DIRECTION:
State how many lines in the records below contain the string "building", giving only the number. Case matters.

Point-labeling records:
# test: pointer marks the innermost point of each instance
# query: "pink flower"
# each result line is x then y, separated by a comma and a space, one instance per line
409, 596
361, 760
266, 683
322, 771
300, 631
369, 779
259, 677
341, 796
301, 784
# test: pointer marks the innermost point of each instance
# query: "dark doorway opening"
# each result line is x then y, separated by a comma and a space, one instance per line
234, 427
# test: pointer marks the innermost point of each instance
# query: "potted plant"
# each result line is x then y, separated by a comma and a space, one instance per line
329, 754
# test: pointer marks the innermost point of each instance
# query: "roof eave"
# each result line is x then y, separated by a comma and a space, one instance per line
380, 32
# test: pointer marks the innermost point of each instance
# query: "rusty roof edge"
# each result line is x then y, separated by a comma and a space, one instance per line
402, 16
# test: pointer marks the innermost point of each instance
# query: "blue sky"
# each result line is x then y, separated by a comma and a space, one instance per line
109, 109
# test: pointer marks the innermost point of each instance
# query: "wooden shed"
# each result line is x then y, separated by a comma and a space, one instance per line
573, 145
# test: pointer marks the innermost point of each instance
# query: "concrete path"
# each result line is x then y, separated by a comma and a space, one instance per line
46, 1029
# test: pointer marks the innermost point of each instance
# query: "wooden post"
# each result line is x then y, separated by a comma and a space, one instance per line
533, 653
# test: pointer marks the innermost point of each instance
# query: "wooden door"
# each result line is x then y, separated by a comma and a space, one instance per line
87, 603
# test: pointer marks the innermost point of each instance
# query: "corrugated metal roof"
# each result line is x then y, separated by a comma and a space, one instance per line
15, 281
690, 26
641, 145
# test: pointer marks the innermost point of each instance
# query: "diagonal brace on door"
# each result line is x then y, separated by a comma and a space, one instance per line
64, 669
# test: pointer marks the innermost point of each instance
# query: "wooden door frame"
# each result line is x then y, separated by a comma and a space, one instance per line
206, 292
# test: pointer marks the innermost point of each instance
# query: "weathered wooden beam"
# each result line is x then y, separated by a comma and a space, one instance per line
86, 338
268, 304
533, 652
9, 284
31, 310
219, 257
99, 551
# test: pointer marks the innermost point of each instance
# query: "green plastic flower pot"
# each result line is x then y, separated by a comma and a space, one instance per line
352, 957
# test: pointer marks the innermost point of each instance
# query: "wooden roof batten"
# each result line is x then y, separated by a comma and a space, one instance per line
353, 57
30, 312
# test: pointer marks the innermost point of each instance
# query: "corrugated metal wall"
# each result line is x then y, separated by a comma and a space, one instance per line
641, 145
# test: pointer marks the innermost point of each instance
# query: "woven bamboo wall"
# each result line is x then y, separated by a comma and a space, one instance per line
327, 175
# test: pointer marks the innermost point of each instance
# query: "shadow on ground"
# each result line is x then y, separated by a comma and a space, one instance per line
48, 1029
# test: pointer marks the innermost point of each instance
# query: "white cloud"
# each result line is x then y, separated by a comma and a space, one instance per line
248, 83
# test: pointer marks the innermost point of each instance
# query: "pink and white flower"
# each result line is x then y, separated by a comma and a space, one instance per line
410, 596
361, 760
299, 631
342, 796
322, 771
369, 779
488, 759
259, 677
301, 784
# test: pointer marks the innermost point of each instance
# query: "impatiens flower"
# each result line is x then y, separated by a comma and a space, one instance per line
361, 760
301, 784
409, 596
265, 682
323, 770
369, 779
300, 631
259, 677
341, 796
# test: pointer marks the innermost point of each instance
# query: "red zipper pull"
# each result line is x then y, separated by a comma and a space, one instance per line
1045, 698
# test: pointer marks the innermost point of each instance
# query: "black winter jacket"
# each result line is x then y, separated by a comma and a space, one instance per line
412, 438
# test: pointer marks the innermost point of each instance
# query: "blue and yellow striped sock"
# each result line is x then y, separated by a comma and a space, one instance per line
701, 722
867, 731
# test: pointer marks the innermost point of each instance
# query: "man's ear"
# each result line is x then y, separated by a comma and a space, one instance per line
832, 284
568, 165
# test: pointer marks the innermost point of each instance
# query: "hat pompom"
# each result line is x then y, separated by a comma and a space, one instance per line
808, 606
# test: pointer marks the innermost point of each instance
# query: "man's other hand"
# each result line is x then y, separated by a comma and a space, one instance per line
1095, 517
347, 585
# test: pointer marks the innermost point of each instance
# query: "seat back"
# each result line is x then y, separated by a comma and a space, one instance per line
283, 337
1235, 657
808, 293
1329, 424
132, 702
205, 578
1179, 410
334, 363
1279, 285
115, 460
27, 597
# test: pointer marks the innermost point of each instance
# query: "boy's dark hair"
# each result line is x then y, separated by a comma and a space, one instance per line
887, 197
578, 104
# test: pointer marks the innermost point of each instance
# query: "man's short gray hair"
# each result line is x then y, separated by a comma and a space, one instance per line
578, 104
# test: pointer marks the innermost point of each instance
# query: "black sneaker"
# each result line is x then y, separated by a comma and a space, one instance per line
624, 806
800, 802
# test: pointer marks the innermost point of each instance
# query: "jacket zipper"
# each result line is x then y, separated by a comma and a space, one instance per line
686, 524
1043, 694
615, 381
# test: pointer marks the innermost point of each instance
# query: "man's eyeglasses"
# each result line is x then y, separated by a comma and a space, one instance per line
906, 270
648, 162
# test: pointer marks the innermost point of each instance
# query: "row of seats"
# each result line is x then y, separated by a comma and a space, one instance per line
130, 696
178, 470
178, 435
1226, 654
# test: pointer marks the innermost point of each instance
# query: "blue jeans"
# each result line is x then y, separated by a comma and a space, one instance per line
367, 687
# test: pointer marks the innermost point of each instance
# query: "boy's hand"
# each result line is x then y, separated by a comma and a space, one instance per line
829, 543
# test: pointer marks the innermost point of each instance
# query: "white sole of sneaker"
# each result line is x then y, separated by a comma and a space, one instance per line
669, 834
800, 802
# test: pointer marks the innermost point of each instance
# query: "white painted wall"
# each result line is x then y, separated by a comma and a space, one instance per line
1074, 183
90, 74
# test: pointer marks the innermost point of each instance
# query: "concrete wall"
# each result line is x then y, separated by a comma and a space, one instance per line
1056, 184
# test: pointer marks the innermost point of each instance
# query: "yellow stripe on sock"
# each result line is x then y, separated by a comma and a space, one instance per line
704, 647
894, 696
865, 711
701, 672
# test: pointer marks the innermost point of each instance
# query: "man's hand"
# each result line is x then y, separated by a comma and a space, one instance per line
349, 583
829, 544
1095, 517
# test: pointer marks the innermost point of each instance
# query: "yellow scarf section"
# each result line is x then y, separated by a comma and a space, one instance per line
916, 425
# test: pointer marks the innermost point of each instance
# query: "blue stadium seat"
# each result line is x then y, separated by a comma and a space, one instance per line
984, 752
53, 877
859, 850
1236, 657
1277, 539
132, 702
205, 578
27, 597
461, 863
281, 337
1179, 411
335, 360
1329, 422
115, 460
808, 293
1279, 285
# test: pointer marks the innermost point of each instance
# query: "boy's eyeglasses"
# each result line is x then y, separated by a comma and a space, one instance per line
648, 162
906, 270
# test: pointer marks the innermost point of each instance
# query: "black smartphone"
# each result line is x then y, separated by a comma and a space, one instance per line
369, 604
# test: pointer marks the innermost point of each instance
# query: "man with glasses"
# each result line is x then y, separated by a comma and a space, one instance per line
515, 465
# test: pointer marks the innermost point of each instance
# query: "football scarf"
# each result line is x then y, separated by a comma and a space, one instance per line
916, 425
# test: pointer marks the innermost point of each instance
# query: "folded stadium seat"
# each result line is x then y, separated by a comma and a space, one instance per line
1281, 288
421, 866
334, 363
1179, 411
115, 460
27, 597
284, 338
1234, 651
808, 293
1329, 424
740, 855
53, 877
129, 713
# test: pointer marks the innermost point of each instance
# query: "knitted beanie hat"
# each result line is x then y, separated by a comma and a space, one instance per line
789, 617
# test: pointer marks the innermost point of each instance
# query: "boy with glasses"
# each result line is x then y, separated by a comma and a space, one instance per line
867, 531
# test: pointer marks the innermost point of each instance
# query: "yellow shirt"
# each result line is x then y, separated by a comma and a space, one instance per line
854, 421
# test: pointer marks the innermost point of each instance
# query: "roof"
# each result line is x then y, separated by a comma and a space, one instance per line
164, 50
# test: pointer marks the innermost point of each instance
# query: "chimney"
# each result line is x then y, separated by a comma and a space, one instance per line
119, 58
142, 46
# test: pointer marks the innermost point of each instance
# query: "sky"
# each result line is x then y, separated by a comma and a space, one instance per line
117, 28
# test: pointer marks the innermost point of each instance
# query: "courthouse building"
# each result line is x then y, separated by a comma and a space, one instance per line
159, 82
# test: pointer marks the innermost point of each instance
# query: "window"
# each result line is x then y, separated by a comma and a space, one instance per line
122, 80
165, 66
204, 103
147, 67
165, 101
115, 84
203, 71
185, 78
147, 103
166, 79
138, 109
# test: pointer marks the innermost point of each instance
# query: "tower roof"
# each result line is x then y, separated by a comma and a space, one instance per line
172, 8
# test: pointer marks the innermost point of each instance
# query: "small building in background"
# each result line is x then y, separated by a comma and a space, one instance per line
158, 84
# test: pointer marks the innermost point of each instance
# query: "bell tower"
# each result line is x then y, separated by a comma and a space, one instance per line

EXERCISE SOLUTION:
2